Exercise: Convert the material, from the line containing "khaki pants, each" through the end, into a Markdown table with columns named Row and Line, giving each line a row number and leaving out blank lines and pictures.

Labeled-object pointing entries
*-*-*
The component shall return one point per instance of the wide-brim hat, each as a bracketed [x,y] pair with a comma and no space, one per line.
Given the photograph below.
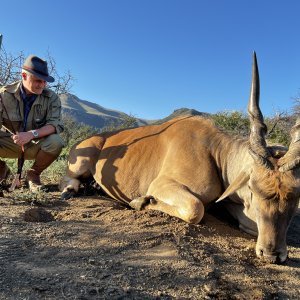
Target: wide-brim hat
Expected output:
[38,67]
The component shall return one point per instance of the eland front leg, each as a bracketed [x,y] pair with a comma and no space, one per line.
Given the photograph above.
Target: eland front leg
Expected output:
[169,196]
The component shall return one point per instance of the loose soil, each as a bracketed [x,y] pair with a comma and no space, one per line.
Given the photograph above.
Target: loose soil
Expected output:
[91,247]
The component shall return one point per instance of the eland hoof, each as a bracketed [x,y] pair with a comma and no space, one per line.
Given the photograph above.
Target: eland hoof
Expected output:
[141,202]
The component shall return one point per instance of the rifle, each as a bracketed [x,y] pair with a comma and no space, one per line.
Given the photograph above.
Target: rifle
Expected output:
[17,179]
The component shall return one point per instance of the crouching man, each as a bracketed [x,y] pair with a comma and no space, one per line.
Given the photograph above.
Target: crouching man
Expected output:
[30,120]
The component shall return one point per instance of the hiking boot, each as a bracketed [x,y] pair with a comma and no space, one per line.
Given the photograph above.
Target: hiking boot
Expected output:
[34,181]
[4,171]
[42,161]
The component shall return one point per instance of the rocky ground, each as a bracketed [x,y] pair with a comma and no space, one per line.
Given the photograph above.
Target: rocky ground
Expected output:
[93,248]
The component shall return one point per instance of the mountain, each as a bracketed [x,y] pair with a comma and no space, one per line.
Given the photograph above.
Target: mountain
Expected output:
[93,114]
[98,116]
[182,112]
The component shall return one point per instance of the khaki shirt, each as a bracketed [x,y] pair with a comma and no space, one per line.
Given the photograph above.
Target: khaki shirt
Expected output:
[46,109]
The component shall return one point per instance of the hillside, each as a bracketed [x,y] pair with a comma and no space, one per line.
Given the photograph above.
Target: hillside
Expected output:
[93,114]
[98,116]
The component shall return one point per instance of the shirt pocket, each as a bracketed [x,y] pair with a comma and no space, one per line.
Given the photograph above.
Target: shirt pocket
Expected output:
[39,116]
[11,111]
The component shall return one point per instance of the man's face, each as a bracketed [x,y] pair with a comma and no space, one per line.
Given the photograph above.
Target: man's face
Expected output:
[32,84]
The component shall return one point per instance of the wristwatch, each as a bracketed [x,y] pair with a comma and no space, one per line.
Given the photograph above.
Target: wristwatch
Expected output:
[35,134]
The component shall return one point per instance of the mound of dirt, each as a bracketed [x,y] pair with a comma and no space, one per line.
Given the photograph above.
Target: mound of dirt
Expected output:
[99,249]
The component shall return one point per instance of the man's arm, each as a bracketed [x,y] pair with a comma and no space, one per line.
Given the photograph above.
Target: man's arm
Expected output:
[22,138]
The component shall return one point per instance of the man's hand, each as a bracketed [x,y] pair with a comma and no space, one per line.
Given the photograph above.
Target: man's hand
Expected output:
[22,138]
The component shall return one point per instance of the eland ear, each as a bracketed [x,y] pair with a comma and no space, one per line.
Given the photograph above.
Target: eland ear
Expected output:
[239,182]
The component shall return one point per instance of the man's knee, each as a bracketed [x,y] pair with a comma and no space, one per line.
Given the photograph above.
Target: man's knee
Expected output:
[52,144]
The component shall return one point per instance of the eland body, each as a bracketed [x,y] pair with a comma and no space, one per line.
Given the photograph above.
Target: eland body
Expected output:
[184,164]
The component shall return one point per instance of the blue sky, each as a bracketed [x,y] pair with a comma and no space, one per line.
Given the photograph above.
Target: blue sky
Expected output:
[150,57]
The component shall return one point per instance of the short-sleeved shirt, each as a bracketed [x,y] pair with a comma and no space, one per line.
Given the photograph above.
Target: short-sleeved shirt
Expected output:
[45,110]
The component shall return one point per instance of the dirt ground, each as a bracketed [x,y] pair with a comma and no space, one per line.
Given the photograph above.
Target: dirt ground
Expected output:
[93,248]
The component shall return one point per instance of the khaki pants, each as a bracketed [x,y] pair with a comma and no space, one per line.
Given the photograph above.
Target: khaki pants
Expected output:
[52,144]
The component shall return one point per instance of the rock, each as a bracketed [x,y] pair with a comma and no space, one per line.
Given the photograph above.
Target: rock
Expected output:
[38,214]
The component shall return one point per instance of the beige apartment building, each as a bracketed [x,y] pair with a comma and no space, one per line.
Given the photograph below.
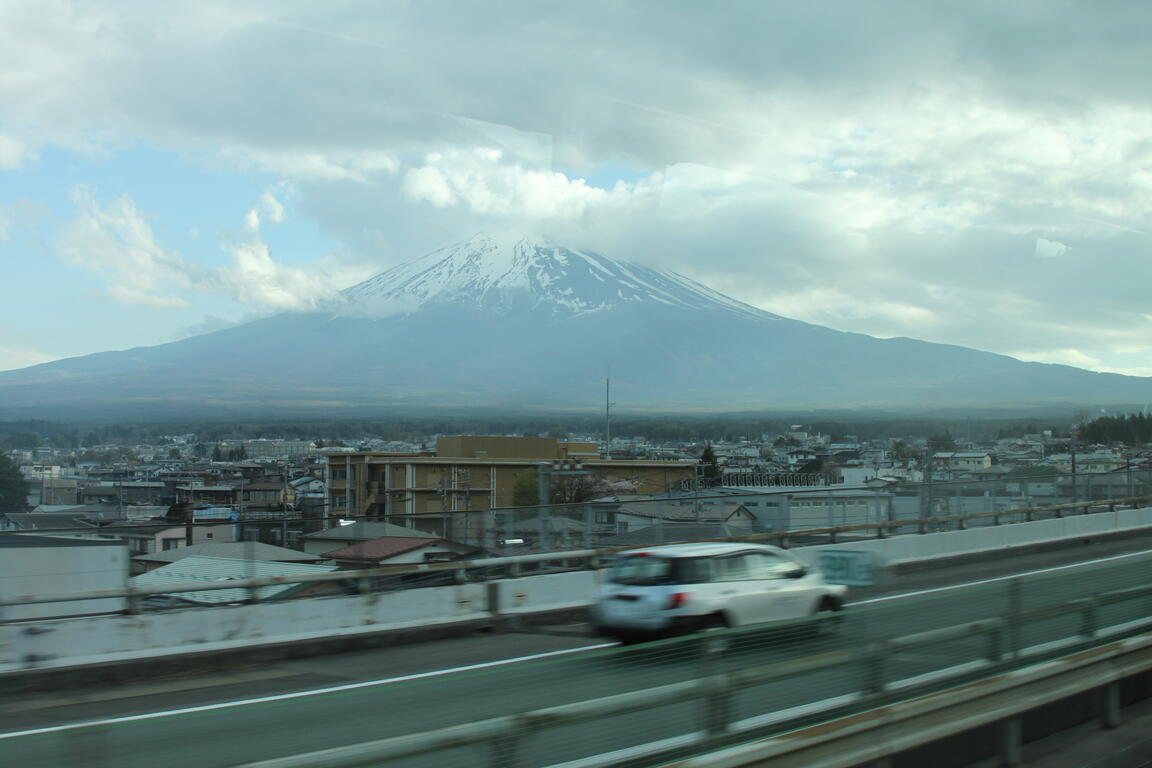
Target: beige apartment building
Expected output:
[474,472]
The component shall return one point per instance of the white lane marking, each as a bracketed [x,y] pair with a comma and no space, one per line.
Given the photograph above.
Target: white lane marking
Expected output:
[998,578]
[301,694]
[501,662]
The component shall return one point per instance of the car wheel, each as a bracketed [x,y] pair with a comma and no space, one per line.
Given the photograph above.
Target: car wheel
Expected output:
[713,628]
[827,615]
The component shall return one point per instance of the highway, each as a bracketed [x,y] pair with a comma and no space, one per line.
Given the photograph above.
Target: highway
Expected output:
[313,704]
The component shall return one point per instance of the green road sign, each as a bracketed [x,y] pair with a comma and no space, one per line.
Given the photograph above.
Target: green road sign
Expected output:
[853,568]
*-*-*
Full response:
| Row | Line |
|---|---|
| 1 | The component shall return one point per instance of the khaki pants, each as a bracketed [x,y] pair with a comma and no space, one per line. |
| 2 | Given the photograph above. |
| 3 | Target: khaki pants |
| 4 | Expected output: |
| 5 | [52,144] |
| 6 | The component shall return one point per instance of the rock, each as a bracketed [x,y] pair with a comma and no space, one per line. |
| 7 | Given the photograph above. |
| 8 | Target: rock |
| 9 | Expected output: |
| 10 | [38,214] |
| 11 | The component shall return one point per instance of the beige apartment building, each as a bracketed [x,y] pair with a comma and no space, one per line. |
| 12 | Given the photograph below. |
| 13 | Target: beige apartment building |
| 14 | Expected output: |
| 15 | [474,472] |
| 16 | The component shall return one point per instance of the white lane marking, each as a bracketed [x,y] pair with a comma and no space, one per line. |
| 17 | Given the photograph above. |
| 18 | Target: white lane marking |
| 19 | Expected output: |
| 20 | [998,578] |
| 21 | [301,694] |
| 22 | [501,662] |
| 23 | The component shall return one point per instance of the car wheel, each as a bracketed [x,y] pair with a comma and no space, one per line. |
| 24 | Given the photograph above. |
| 25 | Target: car wheel |
| 26 | Expected output: |
| 27 | [713,628] |
| 28 | [827,615] |
| 29 | The component shall return one point per instance of the highway, each as a bracketed [x,y] pair with a comma and no space, one per line. |
| 30 | Given the photograph above. |
| 31 | Target: highway |
| 32 | Expected output: |
| 33 | [313,704] |
| 34 | The component shall return one point per instance of the green road sign, each as a bracketed [x,y] pair with a comma and no space, one per line. |
| 35 | Given the photograph above. |
| 36 | Target: green road sign |
| 37 | Expected output: |
| 38 | [853,568] |